(Work to complete) Leave out the pictures and output the data verbatim.

(Excerpted records)
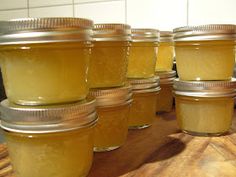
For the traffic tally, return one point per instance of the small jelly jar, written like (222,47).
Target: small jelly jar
(204,108)
(165,97)
(50,141)
(205,52)
(113,106)
(109,59)
(143,53)
(45,60)
(143,108)
(165,54)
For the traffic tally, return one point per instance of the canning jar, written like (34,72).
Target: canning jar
(113,105)
(143,108)
(204,108)
(165,55)
(143,53)
(45,60)
(205,52)
(165,97)
(50,141)
(109,59)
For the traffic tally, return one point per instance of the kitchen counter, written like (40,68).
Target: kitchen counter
(163,151)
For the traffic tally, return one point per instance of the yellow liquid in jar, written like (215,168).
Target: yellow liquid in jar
(165,57)
(64,154)
(165,98)
(38,74)
(108,64)
(142,60)
(143,110)
(209,60)
(112,127)
(204,116)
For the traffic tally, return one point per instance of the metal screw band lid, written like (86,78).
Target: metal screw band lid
(205,32)
(112,32)
(205,88)
(145,35)
(44,30)
(43,119)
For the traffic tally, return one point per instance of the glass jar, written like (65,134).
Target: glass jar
(143,108)
(165,97)
(143,53)
(50,141)
(165,53)
(205,52)
(204,108)
(113,105)
(109,59)
(45,60)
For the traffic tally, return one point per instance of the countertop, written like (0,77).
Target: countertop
(163,151)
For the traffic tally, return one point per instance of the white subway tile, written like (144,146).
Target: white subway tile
(212,11)
(160,14)
(102,12)
(12,14)
(39,3)
(13,4)
(57,11)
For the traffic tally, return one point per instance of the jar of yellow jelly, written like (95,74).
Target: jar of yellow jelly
(45,60)
(113,105)
(50,141)
(205,52)
(143,108)
(204,108)
(109,59)
(165,97)
(143,53)
(165,55)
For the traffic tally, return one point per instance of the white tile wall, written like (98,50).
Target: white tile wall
(102,12)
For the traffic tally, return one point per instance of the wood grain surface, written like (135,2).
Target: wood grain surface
(163,151)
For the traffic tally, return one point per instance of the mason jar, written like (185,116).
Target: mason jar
(50,141)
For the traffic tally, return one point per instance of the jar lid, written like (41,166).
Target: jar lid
(111,96)
(145,35)
(112,32)
(44,30)
(166,77)
(47,119)
(205,88)
(205,32)
(145,83)
(166,36)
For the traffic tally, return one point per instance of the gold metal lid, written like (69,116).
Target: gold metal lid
(205,32)
(47,119)
(205,88)
(44,30)
(112,32)
(145,35)
(111,96)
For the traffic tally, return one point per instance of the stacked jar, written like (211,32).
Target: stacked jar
(107,81)
(205,90)
(141,75)
(164,65)
(47,119)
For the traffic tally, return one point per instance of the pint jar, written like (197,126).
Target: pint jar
(50,141)
(143,53)
(109,59)
(165,55)
(165,97)
(205,52)
(143,108)
(204,108)
(113,106)
(45,60)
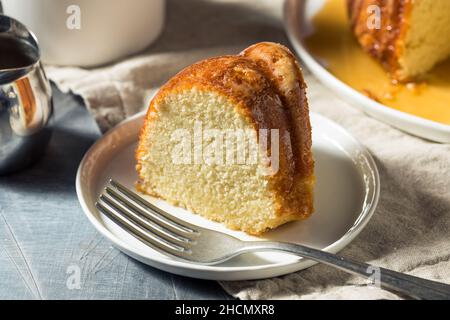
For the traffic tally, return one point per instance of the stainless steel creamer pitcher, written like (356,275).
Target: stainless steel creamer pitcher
(25,98)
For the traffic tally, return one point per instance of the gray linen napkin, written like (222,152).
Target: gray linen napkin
(409,232)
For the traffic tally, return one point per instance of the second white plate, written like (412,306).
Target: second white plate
(346,195)
(298,16)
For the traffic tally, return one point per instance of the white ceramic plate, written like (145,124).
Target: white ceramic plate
(346,195)
(298,23)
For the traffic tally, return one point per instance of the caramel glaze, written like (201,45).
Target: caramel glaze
(385,43)
(333,43)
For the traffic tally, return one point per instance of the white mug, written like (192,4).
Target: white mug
(89,33)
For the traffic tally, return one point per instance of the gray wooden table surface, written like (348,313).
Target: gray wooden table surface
(49,250)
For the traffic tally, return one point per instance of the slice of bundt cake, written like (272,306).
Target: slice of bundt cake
(229,138)
(408,36)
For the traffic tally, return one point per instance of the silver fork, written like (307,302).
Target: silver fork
(184,241)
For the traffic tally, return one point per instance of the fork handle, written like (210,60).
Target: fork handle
(411,286)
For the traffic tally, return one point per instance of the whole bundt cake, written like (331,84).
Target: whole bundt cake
(229,138)
(408,36)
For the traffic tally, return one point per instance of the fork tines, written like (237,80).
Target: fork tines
(146,222)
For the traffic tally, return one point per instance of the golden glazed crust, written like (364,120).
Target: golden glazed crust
(283,70)
(387,43)
(247,82)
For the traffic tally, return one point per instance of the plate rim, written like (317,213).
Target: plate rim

(Exercise response)
For the traffic tally, return one point per instance of the small jelly jar, written like (222,47).
Target: small jelly jar
(204,108)
(165,97)
(50,141)
(205,52)
(113,106)
(109,59)
(143,53)
(45,60)
(143,108)
(165,54)
For the traffic tally, return one point per instance of the canning jar, written like (34,72).
Target: canning jar
(113,105)
(143,108)
(204,108)
(165,55)
(143,53)
(45,60)
(205,52)
(165,97)
(50,141)
(109,59)
For the traffic tally, return one point per instance of the kitchen counter, written like (40,68).
Target: kitchen counter
(163,151)
For the traffic tally, return one point per instance of the yellow liquid in jar, written like (215,168).
Target: yellow liquid in jar
(165,57)
(64,154)
(165,98)
(38,74)
(108,64)
(142,60)
(143,110)
(209,60)
(112,127)
(204,116)
For the traffic tally, return one point per instance of the metal screw band lid, written like (86,78).
Target: metal screw band lid
(205,32)
(112,32)
(205,88)
(145,35)
(44,30)
(43,119)
For the traffic tally, return one point per instance of the glass jar, written like (65,134).
Target: glass jar
(143,108)
(165,97)
(143,53)
(50,141)
(165,53)
(205,52)
(204,108)
(113,105)
(109,59)
(45,60)
For the traffic tally, return one point per instance of the countertop, written like (0,77).
Target: countertop
(163,151)
For the traffic tally, return one point per instance of the white subway tile, written like (144,146).
Target: white subway tile
(212,11)
(160,14)
(102,12)
(12,14)
(39,3)
(13,4)
(57,11)
For the traffic tally, return one point per instance of the jar of yellow jelly, written like (95,74).
Target: jar of yellow jelly
(45,60)
(113,105)
(50,141)
(205,52)
(143,108)
(204,108)
(109,59)
(165,97)
(143,53)
(165,55)
For the traffic tally, return one point per instance of the white tile wall, written like (98,50).
Target: white tile wall
(102,12)
For the traffic tally, return one point per instance of the wood grain surface, written like (135,2).
Target: wood grain surface
(163,151)
For the traffic tally, return one point per instance of the mason jar, written like (185,116).
Target: mason jar
(50,141)
For the traffic tally, return one point per instance of the jar lid, written like (41,166).
Target: jar lid
(111,96)
(145,35)
(112,32)
(44,30)
(166,77)
(47,119)
(205,88)
(205,32)
(145,83)
(166,36)
For the traffic tally, return one point per instance of the gold metal lid, written like (69,116).
Target: gold metal lid
(205,32)
(47,119)
(205,88)
(44,30)
(112,32)
(145,35)
(111,96)
For the traffic tally, return one point per instance of the stacked jar, written like (211,32).
Target: stacked jar
(107,81)
(205,90)
(141,75)
(164,65)
(47,119)
For the traffic tally, return one point per instance of the pint jar, written like (197,126).
Target: pint jar
(50,141)
(143,53)
(109,59)
(165,55)
(165,97)
(205,52)
(143,108)
(204,108)
(113,106)
(45,60)
For the traffic tally, return one point per instance of the stainless steel creamer pitcher, written like (356,275).
Target: stainless steel creamer pitcher
(25,98)
For the traffic tally, return one point per instance of the gray linen napkin, written like (222,152).
Target: gray linen napkin
(409,232)
For the traffic tally, return one point per instance of the second white plate, written like (412,306).
Target: second white plate
(346,195)
(298,16)
For the traffic tally, return one point per instance of the white ceramic plate, written like (145,124).
Target: white ceramic plate
(346,195)
(298,23)
For the traffic tally, return one point per instance of the caramel glaze, written like (201,45).
Target: caramel glaze
(385,43)
(333,43)
For the traffic tally, return one point per instance of the white mug, written like (192,4).
Target: white mug
(89,33)
For the traffic tally, return one point per instance of the gray wooden table surface, written like (348,313).
Target: gray wooden table surface
(49,250)
For the traffic tally, return one point per instance of the slice of bundt cake, written like (272,306).
Target: slice of bundt cake
(229,138)
(408,36)
For the traffic tally, return one point per instance of the silver fork, written like (307,302).
Target: silver fork
(184,241)
For the traffic tally, return one point per instance of the fork handle, written like (210,60).
Target: fork handle
(411,286)
For the traffic tally, return one point per instance of the whole bundt cake, written like (331,84).
Target: whole bundt cake
(229,138)
(408,36)
For the traffic tally, return one point per instance of the fork tines, written like (237,80).
Target: fork tines
(146,222)
For the traffic tally, return one point per instance of the golden glazed crust, written like (364,120).
Target: golden glazed crust
(283,70)
(387,43)
(247,82)
For the traffic tally, return one point per instance of the plate rim, written like (317,213).
Target: plate rim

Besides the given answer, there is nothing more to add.